# SOURCE DOCUMENT
=-=-=-=-=
After Pokemon, where does Nintendo go?

If you're like millions of other Americans, you've spent much of your last week or so playing Pokemon Go.

But will it lead you to buy other Nintendo games or its next game console that will hit store shelves next year?

That's the multibillion-dollar question facing the venerable video game vendor after the runaway success of the augmented reality game that it helped conceive and which was developed by a company it partly owns. Down in the dumps for years, Nintendo desperately needed a success like Pokemon Go. But it's anyone's guess whether and to what degree the Japanese game-maker will be able to capitalize on it.

"It's great to have a nice hit that gets all this attention around you, but it needs to be part of a long-term strategy," said David Cole, president of DFC Intelligence, a game industry consulting firm.

The company is getting different advice on what that long-term strategy should be. Seeing how well Pokemon Go has done, it could make a bigger effort to produce other mobile games. Or Nintendo could try to use the game as a marketing opportunity to reintroduce itself to consumers and lure them into buying its own proprietary game machines. Either way, the company faces both challenges and opportunities.

Meanwhile, there's the risk that Pokemon Go will prove to be a passing fad that fades away as quickly as it emerged.

"This is going to be a huge learning experience for them," said Billy Pidgeon, an independent market researcher who covers the video game industry.

Released early this month, Pokemon Go quickly became a multinational phenomenon. Built around the idea of capturing the popular Pokemon characters in real-world places, it quickly jumped to the top of the charts in terms of downloads and sales.

The rapid success of Pokemon Go sent Nintendo's stock soaring by some $7.5 billion. But it's unclear just how much Nintendo is actually benefiting from the game. The game is free to download, but users can purchase game coins which they can use to buy items like extra balls, which are needed to catch characters.


Nintendo has an exclusive license to make Pokemon games. Meanwhile, it owns an unknown portion of Niantic, a Google spinoff that designed the game, and 33 percent of the Pokemon company, which owns the Pokemon characters.

If the game took in $500 million in total sales, Nintendo might see $100 million of that, after apportioning shares to Pokemon, Niantic and Google and Apple's app stores, estimated Michael Pachter, a financial analyst who covers the game industry for Wedbush Securities. And Pachter doesn't expect the game to rake in that much money.
=-=-=-=-=
# GIVEN INFORMATION
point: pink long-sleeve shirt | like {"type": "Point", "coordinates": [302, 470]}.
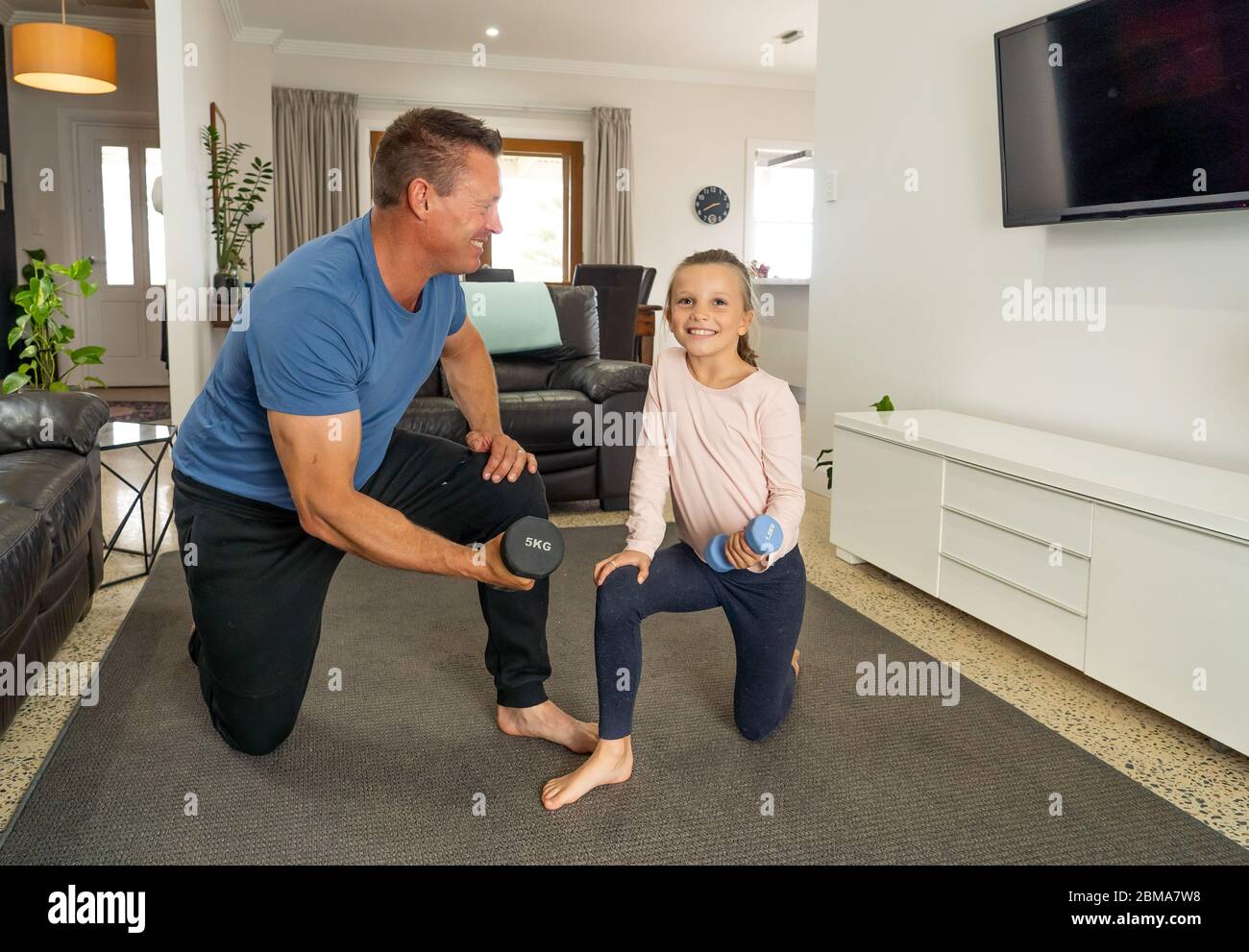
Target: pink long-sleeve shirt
{"type": "Point", "coordinates": [727, 455]}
=-=-=-=-=
# DESCRIPTION OF THE TASK
Please answer from the article on Nintendo and Pokemon Go: what share of the Pokemon company does Nintendo own?

# EXPECTED ANSWER
33 percent